### Task prompt
Rewrite the part of the Texas redistricting article that begins at "The most contentious" and stops after "Hispanics in Dallas.", with "metroplex" replaced by "metropolitan area".

### Selected passage
“There are certain things in life you can’t control, and one of them is what the Supreme Court is going to do,” said Frost, a Texas Democrat and redistricting expert.
When the Supreme Court takes on a key part of a voting rights law later this month, Texas Democrats will be watching more closely than anyone on Capitol Hill.
The high court’s ruling could affect whether, and how, the congressional boundaries in the state will be revised — yet again.
In the coming days, Texas Gov. Rick Perry and Republicans in the state Legislature are set to pass into law the interim map used last cycle. In 2012, a federal court in San Antonio ordered officials to use this interim map because the one that state lawmakers originally drew failed to pass muster with federal officials.
But in the next few weeks, the Supreme Court may decide whether that kind of approval is even necessary. The justices are expected to rule on Section 5 of the 1965 Voting Rights Act — a provision that forces certain states with a history of discrimination, including Texas, to seek federal approval for any changes to its voting laws, including the maps.
The case mean Texas Democrats face uncertainty again over their district boundaries.
“There are certain things in life you can’t control, and one of them is what the Supreme Court is going to do,” said former Rep. Martin Frost, a Texas Democrat and redistricting expert. “You just have to wait and see.”
The most contentious parts of the Texas map are places that have experienced explosive minority growth over the past decade. They include Rep. Lloyd Doggett’s 35th District south of Austin, freshman Rep. Pete Gallego’s 23rd District in west Texas and freshman Rep. Marc Veasey’s 33rd District in the Dallas-Fort Worth metroplex.
Veasey, who is from Fort Worth, represents a safe Democratic seat. But he could face a major challenge if the current lines stick. His primary foe from 2012, former state Rep. Domingo Garcia, told CQ Roll Call earlier this month that he’s “seriously looking at a rematch.”
The 33rd is a majority-minority district, where blacks and Hispanics together make up more than half of the voting-age population. Garcia counts as his base Hispanics in Dallas.
In 2012, Veasey defeated Garcia in the primary runoff by just 1,113 votes, with the support of Fort Worth-based black voters. But Democrats believe they could avoid a rematch under a revised map. For this reason, both Democrats were hesitant to discuss the race.
In an interview, Veasey avoided discussing Garcia altogether. And Garcia cautioned that any campaign planning is in limbo as he and other Texas Democrats await the state’s redistricting map resolution.

### The data

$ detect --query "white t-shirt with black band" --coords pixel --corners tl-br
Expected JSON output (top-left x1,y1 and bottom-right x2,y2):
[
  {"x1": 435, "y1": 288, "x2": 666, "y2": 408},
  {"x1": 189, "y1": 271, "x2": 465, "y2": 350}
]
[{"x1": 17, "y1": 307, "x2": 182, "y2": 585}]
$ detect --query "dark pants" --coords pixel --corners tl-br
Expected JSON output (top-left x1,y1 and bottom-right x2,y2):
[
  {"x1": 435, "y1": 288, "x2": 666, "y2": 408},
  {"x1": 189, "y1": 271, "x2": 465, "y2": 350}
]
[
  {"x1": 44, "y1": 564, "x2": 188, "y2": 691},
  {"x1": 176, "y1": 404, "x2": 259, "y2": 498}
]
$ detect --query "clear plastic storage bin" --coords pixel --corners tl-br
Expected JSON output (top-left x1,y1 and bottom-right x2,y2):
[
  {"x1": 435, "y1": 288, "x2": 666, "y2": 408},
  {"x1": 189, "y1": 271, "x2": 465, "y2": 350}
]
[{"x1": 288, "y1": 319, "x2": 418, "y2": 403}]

### Task output
The most contentious parts of the Texas map are places that have experienced explosive minority growth over the past decade. They include Rep. Lloyd Doggett’s 35th District south of Austin, freshman Rep. Pete Gallego’s 23rd District in west Texas and freshman Rep. Marc Veasey’s 33rd District in the Dallas-Fort Worth metropolitan area.
Veasey, who is from Fort Worth, represents a safe Democratic seat. But he could face a major challenge if the current lines stick. His primary foe from 2012, former state Rep. Domingo Garcia, told CQ Roll Call earlier this month that he’s “seriously looking at a rematch.”
The 33rd is a majority-minority district, where blacks and Hispanics together make up more than half of the voting-age population. Garcia counts as his base Hispanics in Dallas.